_Given information_.
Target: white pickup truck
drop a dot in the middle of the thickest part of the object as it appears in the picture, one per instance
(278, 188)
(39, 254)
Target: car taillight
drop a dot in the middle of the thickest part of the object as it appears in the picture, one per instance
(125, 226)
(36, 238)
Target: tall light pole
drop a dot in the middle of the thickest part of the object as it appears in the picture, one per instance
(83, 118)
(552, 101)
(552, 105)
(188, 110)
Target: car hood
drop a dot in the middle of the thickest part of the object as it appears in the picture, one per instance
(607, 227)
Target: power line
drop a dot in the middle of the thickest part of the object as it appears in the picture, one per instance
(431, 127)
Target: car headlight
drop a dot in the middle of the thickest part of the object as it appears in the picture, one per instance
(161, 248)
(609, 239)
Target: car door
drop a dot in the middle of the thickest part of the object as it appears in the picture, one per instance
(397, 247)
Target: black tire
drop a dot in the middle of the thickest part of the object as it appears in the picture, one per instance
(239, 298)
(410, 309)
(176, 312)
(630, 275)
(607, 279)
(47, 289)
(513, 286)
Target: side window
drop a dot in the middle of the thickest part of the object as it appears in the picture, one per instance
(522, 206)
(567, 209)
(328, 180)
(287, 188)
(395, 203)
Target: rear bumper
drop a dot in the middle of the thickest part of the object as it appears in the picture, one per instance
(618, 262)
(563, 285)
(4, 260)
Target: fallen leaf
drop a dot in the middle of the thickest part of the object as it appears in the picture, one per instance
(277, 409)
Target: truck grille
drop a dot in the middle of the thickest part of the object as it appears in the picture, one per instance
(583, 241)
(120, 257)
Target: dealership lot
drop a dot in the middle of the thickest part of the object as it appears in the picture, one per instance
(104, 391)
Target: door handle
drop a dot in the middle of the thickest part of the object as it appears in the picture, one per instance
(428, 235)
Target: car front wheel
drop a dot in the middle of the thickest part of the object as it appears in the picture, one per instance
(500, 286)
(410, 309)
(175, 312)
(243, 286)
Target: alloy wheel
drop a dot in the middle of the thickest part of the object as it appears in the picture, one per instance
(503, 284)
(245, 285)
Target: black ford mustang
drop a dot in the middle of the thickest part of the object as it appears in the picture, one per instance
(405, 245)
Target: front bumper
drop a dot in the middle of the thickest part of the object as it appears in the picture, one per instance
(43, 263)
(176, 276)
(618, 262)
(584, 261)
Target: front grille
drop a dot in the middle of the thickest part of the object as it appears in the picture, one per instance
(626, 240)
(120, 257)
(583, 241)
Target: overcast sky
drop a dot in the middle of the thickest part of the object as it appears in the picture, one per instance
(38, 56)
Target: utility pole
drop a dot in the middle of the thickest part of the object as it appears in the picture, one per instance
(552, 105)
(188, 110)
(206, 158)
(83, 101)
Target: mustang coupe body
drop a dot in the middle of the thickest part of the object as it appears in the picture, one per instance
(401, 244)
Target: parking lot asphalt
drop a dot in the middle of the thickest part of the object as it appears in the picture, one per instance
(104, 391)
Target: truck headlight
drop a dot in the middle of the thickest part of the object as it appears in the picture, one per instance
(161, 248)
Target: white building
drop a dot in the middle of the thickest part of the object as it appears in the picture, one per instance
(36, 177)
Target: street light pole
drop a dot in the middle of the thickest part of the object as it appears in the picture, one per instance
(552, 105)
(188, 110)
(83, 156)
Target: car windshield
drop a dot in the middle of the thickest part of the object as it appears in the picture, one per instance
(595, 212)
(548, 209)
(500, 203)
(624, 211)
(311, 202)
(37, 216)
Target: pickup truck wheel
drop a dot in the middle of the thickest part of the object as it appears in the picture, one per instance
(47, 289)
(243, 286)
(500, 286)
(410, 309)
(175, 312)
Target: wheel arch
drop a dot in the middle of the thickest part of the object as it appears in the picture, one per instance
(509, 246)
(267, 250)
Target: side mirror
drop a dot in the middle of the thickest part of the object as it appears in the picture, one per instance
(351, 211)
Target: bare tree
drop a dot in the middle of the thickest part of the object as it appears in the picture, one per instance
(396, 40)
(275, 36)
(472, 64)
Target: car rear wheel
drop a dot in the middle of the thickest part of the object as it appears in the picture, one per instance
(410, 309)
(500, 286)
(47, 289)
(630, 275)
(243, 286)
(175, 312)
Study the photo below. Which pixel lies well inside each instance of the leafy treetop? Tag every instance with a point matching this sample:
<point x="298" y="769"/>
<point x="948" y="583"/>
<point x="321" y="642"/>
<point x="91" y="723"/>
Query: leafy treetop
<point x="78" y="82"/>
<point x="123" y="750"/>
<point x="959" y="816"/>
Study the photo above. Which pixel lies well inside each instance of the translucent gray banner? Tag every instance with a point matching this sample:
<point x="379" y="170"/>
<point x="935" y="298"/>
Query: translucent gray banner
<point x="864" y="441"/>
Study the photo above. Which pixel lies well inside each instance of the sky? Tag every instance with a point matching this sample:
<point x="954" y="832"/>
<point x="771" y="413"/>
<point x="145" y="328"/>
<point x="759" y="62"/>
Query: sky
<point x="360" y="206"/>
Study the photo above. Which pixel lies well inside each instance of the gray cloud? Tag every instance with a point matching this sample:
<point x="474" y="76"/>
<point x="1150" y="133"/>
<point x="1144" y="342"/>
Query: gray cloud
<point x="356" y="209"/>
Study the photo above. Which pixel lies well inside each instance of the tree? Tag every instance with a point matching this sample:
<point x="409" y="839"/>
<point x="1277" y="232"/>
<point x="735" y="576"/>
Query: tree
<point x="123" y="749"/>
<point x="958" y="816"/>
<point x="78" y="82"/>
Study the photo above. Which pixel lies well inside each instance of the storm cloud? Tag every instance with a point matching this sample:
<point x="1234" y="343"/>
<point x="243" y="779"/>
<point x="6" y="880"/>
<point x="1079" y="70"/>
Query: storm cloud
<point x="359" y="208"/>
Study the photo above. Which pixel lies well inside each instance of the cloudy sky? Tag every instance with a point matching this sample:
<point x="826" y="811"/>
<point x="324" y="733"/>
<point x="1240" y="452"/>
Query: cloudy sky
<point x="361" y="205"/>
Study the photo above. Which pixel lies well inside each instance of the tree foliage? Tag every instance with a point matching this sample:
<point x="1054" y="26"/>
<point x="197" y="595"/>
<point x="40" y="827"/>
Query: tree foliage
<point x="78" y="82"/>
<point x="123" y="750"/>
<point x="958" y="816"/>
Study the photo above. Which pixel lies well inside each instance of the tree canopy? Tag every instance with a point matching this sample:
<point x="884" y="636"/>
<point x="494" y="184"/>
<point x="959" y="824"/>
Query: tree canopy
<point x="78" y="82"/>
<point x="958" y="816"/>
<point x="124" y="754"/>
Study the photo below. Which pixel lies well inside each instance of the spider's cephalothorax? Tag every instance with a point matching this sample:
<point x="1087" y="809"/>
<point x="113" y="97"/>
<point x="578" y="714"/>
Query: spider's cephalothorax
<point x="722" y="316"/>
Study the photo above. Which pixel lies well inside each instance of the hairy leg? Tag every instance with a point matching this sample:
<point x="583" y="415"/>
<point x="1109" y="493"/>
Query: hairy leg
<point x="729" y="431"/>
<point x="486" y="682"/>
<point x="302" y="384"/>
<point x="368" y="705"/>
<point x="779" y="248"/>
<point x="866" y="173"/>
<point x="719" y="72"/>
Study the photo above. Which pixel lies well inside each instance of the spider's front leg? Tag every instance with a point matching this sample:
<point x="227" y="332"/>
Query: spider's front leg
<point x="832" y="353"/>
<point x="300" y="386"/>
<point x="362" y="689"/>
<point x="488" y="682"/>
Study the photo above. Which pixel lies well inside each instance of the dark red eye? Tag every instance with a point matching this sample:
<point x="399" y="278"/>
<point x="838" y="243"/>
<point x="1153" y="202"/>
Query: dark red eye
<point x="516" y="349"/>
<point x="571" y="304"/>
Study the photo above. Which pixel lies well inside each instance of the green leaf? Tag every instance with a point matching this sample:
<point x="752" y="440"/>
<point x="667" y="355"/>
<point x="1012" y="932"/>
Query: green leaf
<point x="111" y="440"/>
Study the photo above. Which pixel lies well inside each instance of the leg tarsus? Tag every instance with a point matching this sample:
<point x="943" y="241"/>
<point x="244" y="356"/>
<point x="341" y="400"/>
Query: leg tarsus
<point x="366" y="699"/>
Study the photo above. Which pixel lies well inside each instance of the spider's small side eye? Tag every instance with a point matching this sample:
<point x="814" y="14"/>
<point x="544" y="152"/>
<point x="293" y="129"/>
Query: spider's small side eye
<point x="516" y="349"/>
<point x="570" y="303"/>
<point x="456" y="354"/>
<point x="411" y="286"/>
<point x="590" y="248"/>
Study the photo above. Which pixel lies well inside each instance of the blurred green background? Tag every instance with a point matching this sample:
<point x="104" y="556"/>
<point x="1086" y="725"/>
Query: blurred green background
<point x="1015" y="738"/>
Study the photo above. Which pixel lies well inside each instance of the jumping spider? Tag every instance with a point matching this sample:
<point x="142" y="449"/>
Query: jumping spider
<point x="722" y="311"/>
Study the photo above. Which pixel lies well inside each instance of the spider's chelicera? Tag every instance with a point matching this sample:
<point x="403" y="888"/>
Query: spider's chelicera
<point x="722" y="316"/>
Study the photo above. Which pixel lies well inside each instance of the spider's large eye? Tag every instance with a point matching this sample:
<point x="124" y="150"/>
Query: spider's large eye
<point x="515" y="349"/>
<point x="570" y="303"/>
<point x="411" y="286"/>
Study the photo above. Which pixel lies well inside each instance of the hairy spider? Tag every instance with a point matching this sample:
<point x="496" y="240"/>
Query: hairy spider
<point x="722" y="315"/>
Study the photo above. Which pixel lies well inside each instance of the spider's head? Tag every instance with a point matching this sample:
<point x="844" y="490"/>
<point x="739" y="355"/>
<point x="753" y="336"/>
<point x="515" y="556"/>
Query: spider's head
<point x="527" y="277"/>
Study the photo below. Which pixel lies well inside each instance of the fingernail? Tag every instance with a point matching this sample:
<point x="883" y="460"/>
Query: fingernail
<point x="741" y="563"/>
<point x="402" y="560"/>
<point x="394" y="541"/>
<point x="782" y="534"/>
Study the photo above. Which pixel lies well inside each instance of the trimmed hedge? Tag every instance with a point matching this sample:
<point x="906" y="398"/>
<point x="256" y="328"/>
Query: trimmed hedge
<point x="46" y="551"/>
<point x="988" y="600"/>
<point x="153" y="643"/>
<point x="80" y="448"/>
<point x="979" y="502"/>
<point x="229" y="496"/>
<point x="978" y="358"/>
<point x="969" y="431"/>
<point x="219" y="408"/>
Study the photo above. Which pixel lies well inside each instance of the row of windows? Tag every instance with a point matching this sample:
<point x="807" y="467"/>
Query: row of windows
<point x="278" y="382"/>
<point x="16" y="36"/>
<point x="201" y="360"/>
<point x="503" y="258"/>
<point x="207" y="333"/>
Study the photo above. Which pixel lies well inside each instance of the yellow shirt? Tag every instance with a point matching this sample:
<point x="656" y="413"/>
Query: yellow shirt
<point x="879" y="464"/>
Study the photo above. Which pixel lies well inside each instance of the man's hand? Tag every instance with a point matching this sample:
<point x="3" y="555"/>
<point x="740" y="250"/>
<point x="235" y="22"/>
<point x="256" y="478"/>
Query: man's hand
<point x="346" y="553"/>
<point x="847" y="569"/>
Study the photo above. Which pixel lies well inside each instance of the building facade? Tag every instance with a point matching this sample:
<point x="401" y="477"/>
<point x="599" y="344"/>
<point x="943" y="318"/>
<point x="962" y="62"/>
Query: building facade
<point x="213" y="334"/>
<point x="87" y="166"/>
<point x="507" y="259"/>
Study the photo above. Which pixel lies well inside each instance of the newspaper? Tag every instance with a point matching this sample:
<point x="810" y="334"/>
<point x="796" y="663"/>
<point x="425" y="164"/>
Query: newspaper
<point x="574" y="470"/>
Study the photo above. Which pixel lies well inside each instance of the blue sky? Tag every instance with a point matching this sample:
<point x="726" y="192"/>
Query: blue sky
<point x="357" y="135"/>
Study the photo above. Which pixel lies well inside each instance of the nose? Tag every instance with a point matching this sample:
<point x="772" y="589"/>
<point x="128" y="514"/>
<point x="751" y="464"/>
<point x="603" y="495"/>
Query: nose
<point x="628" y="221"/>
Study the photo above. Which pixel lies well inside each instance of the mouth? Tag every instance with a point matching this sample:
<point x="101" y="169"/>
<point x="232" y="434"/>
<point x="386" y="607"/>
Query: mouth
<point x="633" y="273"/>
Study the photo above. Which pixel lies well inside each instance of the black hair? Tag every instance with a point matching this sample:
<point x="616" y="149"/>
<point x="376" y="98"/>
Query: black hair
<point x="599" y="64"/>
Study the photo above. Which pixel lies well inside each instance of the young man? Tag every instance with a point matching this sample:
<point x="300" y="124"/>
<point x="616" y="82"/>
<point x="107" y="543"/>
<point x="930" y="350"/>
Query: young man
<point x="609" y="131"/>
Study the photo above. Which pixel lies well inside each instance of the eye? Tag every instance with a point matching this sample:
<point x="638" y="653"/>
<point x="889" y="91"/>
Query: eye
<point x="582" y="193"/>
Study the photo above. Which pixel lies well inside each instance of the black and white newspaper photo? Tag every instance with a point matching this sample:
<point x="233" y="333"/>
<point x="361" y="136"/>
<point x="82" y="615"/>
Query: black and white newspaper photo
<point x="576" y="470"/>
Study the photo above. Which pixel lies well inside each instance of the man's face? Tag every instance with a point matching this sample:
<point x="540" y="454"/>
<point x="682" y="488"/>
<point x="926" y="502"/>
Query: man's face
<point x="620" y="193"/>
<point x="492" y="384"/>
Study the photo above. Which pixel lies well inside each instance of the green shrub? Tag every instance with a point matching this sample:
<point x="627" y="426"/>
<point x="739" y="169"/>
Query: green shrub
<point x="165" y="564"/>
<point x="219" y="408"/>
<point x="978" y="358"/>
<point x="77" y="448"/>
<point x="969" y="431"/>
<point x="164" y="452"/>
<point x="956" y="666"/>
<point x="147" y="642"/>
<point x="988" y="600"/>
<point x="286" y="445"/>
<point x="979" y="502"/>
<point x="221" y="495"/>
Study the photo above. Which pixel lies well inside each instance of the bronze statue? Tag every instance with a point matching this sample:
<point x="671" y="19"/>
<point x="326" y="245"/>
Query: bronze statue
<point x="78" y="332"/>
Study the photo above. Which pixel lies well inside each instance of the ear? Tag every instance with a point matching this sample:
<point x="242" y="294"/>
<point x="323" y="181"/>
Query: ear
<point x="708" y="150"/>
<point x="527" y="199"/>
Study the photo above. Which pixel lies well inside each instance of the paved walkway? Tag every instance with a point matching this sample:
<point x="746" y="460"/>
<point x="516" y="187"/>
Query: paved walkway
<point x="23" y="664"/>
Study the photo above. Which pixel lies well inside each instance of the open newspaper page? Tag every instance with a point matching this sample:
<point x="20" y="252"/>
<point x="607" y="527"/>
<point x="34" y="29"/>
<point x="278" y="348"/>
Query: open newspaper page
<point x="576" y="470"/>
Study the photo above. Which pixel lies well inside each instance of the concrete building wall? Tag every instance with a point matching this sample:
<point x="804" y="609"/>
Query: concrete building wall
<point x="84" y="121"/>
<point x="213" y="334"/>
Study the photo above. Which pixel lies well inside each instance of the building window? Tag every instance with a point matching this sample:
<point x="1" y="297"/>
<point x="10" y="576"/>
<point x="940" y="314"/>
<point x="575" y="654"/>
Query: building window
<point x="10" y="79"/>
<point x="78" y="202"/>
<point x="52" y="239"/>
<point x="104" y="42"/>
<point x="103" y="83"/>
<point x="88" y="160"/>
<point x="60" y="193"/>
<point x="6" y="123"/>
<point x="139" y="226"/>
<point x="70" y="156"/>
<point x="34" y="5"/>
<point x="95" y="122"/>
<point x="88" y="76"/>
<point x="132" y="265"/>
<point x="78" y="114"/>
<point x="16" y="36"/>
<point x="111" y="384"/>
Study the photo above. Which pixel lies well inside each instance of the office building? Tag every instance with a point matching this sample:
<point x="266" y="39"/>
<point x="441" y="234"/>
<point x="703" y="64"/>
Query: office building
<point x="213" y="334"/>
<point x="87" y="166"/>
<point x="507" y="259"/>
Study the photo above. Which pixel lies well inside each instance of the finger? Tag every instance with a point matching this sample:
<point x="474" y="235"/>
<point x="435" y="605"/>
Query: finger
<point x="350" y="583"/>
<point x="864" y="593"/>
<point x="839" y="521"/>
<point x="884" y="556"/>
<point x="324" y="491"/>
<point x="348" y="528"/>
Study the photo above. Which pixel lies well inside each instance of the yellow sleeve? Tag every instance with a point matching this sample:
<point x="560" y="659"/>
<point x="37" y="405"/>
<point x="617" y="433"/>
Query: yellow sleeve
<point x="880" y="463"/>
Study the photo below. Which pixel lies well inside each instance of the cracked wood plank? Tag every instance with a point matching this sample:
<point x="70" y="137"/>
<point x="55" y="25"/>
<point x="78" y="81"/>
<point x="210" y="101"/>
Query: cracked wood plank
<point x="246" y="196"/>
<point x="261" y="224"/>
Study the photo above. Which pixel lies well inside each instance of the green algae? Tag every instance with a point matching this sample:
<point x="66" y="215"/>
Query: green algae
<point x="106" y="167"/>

_Task to carry out_. Only the lines from the start of the material through the line bearing "Target: tall light pole" are needed, restated exactly, with both end lines included.

_Exercise answer_.
Target: white pickup truck
drop a dot in the middle of the thickest part of the object as it appears in the picture, one per instance
(278, 188)
(39, 254)
Target: car taillight
drop a dot in the middle of the thickest part of the object as it appears in the picture, one per instance
(125, 226)
(36, 238)
Target: tall light pole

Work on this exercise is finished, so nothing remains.